> Directions for this task:
Once you have read the data below, set it all down again exactly.

> Data in this exercise:
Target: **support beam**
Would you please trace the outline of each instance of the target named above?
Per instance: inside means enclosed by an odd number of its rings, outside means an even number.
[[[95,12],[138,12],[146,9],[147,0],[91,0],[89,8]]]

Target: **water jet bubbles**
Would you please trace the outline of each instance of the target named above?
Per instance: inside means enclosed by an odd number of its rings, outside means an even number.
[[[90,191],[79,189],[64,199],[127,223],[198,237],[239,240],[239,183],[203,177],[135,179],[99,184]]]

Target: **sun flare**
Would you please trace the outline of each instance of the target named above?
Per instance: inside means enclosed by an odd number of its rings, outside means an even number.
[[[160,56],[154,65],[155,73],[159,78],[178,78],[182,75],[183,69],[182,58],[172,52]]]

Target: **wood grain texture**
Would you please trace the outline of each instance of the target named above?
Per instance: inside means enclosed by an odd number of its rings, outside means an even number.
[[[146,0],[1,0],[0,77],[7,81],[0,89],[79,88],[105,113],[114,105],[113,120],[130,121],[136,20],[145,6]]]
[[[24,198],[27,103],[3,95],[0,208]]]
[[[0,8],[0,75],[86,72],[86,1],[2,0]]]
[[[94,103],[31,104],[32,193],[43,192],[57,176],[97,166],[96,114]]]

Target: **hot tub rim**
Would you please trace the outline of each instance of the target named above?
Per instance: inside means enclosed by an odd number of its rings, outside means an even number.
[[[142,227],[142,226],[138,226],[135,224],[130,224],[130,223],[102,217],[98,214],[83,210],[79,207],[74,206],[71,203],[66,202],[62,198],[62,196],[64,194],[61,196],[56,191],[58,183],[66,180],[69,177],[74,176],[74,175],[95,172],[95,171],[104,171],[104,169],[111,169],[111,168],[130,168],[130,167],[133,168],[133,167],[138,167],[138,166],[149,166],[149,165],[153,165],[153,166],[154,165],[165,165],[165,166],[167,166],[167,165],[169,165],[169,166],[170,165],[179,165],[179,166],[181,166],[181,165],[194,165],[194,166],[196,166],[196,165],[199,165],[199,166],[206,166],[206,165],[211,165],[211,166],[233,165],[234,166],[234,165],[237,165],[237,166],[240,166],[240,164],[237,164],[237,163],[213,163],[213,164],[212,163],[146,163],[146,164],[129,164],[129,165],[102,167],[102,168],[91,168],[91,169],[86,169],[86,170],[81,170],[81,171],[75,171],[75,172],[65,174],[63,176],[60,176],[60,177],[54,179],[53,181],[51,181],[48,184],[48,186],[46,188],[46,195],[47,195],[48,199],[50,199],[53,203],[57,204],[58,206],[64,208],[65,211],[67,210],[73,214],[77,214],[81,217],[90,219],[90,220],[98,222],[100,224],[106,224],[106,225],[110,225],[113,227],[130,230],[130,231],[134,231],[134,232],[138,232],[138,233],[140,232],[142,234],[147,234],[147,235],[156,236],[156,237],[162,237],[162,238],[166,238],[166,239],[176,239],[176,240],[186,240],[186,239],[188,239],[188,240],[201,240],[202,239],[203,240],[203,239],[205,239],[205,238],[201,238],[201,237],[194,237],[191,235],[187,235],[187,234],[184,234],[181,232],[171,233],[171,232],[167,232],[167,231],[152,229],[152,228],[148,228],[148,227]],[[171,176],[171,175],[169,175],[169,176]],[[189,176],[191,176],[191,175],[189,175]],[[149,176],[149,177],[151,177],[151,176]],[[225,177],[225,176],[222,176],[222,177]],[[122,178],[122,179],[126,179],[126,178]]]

> Response to the exercise:
Target: **support beam**
Would you please trace the outline of each instance of the target named above?
Per instance: inside means enclosed by an odd number of its rings, outside means an even number.
[[[95,12],[138,12],[146,9],[147,0],[91,0],[89,8]]]

Target: **water jet bubbles**
Would you please trace the outline of each instance of the target named above?
Per instance: inside means enclosed by an odd number of its rings, outside means an even number.
[[[90,191],[79,189],[64,199],[127,223],[198,237],[239,240],[239,183],[203,177],[135,179],[99,184]]]

Target: **sun flare**
Would you please trace the outline of each instance of the target named above?
Per instance: inside means enclosed by an odd number of its rings, outside means an even number.
[[[160,56],[154,65],[155,73],[159,78],[178,78],[182,75],[183,69],[182,58],[172,52]]]

Target: **wood grain texture**
Would you please trace the outline of each instance of the target named above?
Per instance: inside means enclosed by an odd number of its rings, outside means an even number.
[[[146,0],[1,0],[0,77],[7,81],[0,89],[79,88],[105,113],[114,105],[113,120],[130,121],[136,20],[145,6]]]
[[[24,198],[27,103],[3,95],[0,208]]]
[[[0,8],[0,75],[86,72],[86,1],[2,0]]]
[[[94,103],[31,104],[32,193],[43,192],[57,176],[97,166],[96,114]]]

Target: **hot tub rim**
Would you please trace the outline of each instance of the target named above?
Per instance: inside means enclosed by an odd number of its rings, outside means an even number.
[[[142,227],[142,226],[138,226],[135,224],[130,224],[130,223],[102,217],[98,214],[83,210],[79,207],[74,206],[71,203],[66,202],[62,198],[62,196],[64,194],[61,196],[56,191],[58,183],[66,180],[69,177],[74,176],[74,175],[95,172],[95,171],[104,171],[104,169],[111,169],[111,168],[130,168],[130,167],[133,168],[133,167],[138,167],[138,166],[149,166],[149,165],[153,165],[153,166],[154,165],[165,165],[165,166],[167,166],[167,165],[169,165],[169,166],[170,165],[179,165],[179,166],[181,166],[181,165],[194,165],[194,166],[196,166],[196,165],[199,165],[199,166],[206,166],[206,165],[211,165],[211,166],[233,165],[234,166],[234,165],[237,165],[237,166],[240,166],[240,164],[237,164],[237,163],[213,163],[213,164],[212,163],[146,163],[146,164],[129,164],[129,165],[102,167],[102,168],[91,168],[91,169],[86,169],[86,170],[81,170],[81,171],[75,171],[75,172],[65,174],[63,176],[60,176],[60,177],[54,179],[53,181],[51,181],[48,184],[48,186],[46,188],[46,195],[47,195],[48,199],[50,199],[53,203],[57,204],[58,206],[64,208],[65,211],[67,210],[73,214],[77,214],[81,217],[90,219],[90,220],[98,222],[100,224],[106,224],[106,225],[110,225],[113,227],[130,230],[130,231],[134,231],[134,232],[138,232],[138,233],[140,232],[142,234],[147,234],[147,235],[156,236],[156,237],[162,237],[162,238],[166,238],[166,239],[176,239],[176,240],[186,240],[186,239],[188,239],[188,240],[201,240],[202,239],[203,240],[203,239],[205,239],[205,238],[201,238],[201,237],[194,237],[191,235],[187,235],[187,234],[184,234],[181,232],[171,233],[171,232],[167,232],[167,231],[152,229],[152,228],[148,228],[148,227]],[[171,176],[171,175],[169,175],[169,176]],[[189,176],[191,176],[191,175],[189,175]],[[149,176],[149,177],[151,177],[151,176]],[[225,177],[225,176],[222,176],[222,177]],[[122,178],[122,179],[126,179],[126,178]]]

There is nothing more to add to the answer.